WHAT TO PRODUCE → Please retype all of the data below, word for word.

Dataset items
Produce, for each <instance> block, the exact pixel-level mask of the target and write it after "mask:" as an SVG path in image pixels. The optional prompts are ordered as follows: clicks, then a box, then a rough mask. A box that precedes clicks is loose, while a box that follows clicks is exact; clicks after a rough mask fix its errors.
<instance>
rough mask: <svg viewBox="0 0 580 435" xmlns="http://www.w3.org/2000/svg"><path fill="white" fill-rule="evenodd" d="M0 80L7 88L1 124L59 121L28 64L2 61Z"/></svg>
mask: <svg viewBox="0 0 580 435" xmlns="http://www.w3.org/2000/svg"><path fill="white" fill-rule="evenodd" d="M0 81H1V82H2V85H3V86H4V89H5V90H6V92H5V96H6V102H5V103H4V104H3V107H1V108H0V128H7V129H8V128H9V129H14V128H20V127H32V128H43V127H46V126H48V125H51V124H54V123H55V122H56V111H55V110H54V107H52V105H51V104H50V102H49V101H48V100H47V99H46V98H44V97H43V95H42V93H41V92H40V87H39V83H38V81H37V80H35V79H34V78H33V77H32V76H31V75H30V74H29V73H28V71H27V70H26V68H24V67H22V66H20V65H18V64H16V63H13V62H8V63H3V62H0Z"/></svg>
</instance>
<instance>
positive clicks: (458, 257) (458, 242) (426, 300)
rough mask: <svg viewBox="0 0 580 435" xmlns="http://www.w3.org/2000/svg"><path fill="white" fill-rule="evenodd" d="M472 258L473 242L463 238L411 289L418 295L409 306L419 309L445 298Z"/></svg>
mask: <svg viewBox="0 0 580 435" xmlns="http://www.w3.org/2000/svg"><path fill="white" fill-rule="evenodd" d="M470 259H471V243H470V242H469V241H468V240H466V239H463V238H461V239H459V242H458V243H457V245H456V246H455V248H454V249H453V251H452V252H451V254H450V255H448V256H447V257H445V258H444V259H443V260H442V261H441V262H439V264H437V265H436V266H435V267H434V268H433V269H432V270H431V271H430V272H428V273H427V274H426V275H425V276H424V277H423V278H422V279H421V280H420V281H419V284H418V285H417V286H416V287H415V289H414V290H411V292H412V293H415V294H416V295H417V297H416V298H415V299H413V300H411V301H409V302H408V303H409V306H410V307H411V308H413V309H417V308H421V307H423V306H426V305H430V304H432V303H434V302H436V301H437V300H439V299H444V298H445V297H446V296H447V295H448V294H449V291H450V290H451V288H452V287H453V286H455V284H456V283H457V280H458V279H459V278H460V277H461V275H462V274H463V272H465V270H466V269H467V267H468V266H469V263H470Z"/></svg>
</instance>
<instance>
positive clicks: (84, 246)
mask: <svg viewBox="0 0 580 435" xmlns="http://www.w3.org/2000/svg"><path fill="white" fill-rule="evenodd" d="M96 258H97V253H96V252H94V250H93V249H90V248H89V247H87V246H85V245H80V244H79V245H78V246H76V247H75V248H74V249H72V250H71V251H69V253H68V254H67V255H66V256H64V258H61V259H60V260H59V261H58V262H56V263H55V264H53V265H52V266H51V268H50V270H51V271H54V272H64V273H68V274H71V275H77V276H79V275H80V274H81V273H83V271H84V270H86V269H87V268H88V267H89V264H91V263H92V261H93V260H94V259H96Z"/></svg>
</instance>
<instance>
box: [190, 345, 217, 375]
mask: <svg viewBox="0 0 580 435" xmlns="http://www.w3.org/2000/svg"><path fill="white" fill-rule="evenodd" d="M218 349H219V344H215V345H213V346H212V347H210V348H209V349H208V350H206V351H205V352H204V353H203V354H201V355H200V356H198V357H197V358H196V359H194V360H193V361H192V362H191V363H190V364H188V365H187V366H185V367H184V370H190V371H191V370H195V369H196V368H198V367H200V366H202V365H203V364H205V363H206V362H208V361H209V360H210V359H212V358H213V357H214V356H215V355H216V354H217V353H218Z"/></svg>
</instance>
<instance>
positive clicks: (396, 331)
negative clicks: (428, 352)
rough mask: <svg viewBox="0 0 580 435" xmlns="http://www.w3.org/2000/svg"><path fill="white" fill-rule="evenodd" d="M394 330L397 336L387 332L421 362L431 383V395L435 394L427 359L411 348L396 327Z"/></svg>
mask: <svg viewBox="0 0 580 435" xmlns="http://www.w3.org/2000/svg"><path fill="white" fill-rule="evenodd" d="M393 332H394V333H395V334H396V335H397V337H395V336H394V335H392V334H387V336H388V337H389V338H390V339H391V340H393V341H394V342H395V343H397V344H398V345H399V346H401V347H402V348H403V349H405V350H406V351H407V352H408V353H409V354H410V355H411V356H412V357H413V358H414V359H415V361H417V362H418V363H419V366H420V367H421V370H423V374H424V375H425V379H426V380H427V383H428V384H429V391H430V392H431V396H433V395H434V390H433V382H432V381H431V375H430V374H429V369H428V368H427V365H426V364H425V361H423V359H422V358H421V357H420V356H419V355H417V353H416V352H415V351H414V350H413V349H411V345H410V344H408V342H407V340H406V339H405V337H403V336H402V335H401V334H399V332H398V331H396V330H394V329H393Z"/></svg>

SOLUTION TO THE PROBLEM →
Produce, for each <instance> block, the exact pixel-level mask of the target and write it after "mask:" as an SVG path in image pixels. The optional prompts are ordered as follows: clicks, then a box, then a rough mask. A box that precedes clicks is loose, while a box that follows clicks is exact; clicks after a rough mask fix its errors.
<instance>
rough mask: <svg viewBox="0 0 580 435" xmlns="http://www.w3.org/2000/svg"><path fill="white" fill-rule="evenodd" d="M0 80L7 88L1 124L59 121L28 64L2 61Z"/></svg>
mask: <svg viewBox="0 0 580 435" xmlns="http://www.w3.org/2000/svg"><path fill="white" fill-rule="evenodd" d="M0 81H1V82H2V85H3V86H4V89H5V90H6V92H5V96H6V102H5V103H4V104H3V107H1V108H0V128H7V129H8V128H9V129H14V128H20V127H32V128H43V127H46V126H48V125H51V124H54V123H55V122H56V111H55V110H54V107H52V105H51V104H50V102H49V101H48V100H47V99H46V98H44V97H43V95H42V93H41V92H40V87H39V83H38V81H37V80H35V79H34V78H33V77H32V76H31V75H30V74H29V73H28V71H27V70H26V68H24V67H22V66H20V65H18V64H16V63H13V62H8V63H3V62H0Z"/></svg>
</instance>
<instance>
positive clicks: (458, 257) (458, 242) (426, 300)
rough mask: <svg viewBox="0 0 580 435" xmlns="http://www.w3.org/2000/svg"><path fill="white" fill-rule="evenodd" d="M472 258L473 242L463 238L411 289L418 295L409 306L419 309L445 298Z"/></svg>
mask: <svg viewBox="0 0 580 435" xmlns="http://www.w3.org/2000/svg"><path fill="white" fill-rule="evenodd" d="M470 259H471V243H470V242H469V241H468V240H466V239H463V238H461V239H459V242H458V243H457V245H456V246H455V248H454V249H453V251H452V252H451V254H450V255H448V256H447V257H445V258H444V259H443V260H442V261H441V262H439V264H437V265H436V266H435V267H434V268H433V269H432V270H431V271H430V272H428V273H427V274H426V275H425V276H424V277H423V278H422V279H421V280H420V281H419V284H418V285H417V286H416V287H415V289H414V290H411V292H412V293H415V294H416V295H417V297H416V298H415V299H413V300H411V301H409V302H408V303H409V306H410V307H411V308H413V309H417V308H421V307H423V306H426V305H430V304H432V303H434V302H436V301H437V300H439V299H444V298H445V297H446V296H447V295H448V294H449V291H450V290H451V288H452V287H453V286H455V284H456V283H457V280H458V279H459V278H460V277H461V275H462V274H463V272H465V270H466V269H467V267H468V266H469V263H470Z"/></svg>
</instance>
<instance>
positive clicks: (84, 246)
mask: <svg viewBox="0 0 580 435" xmlns="http://www.w3.org/2000/svg"><path fill="white" fill-rule="evenodd" d="M96 258H97V253H96V252H94V250H93V249H90V248H89V247H87V246H85V245H80V244H79V245H78V246H76V247H75V248H74V249H72V250H71V251H69V253H68V254H67V255H66V256H64V258H61V259H60V260H59V261H58V262H56V263H55V264H53V265H52V266H51V268H50V270H51V271H54V272H64V273H68V274H71V275H77V276H79V275H80V274H81V273H83V271H84V270H86V269H87V268H88V267H89V264H91V263H92V261H93V260H94V259H96Z"/></svg>
</instance>
<instance>
box: [190, 345, 217, 375]
mask: <svg viewBox="0 0 580 435" xmlns="http://www.w3.org/2000/svg"><path fill="white" fill-rule="evenodd" d="M218 349H219V344H215V345H213V346H212V347H210V348H209V349H208V350H206V351H205V352H204V353H203V354H201V355H200V356H198V357H197V358H196V359H194V360H193V361H192V362H191V363H190V364H188V365H187V366H185V367H184V370H190V371H191V370H195V369H196V368H198V367H200V366H202V365H203V364H205V363H206V362H208V361H209V360H210V359H212V358H213V357H214V356H215V355H216V354H217V353H218Z"/></svg>
</instance>
<instance>
positive clicks: (396, 331)
negative clicks: (428, 352)
rough mask: <svg viewBox="0 0 580 435" xmlns="http://www.w3.org/2000/svg"><path fill="white" fill-rule="evenodd" d="M394 330L397 336L387 332L421 362L431 383V395L435 394L427 359L411 348L396 327Z"/></svg>
mask: <svg viewBox="0 0 580 435" xmlns="http://www.w3.org/2000/svg"><path fill="white" fill-rule="evenodd" d="M393 332H394V333H395V334H396V335H397V337H395V336H394V335H392V334H387V336H388V337H389V338H390V339H391V340H393V341H394V342H395V343H397V344H398V345H399V346H401V347H402V348H403V349H405V350H406V351H407V352H408V353H409V354H410V355H411V356H412V357H413V358H414V359H415V361H417V362H418V363H419V366H420V367H421V370H423V374H424V375H425V379H426V380H427V383H428V384H429V391H430V392H431V396H433V395H434V390H433V382H432V381H431V375H430V374H429V369H428V368H427V365H426V364H425V361H423V359H422V358H421V357H420V356H419V355H417V353H416V352H415V351H414V350H413V349H411V345H410V344H408V342H407V340H406V339H405V337H403V336H402V335H401V334H399V332H398V331H396V330H394V329H393Z"/></svg>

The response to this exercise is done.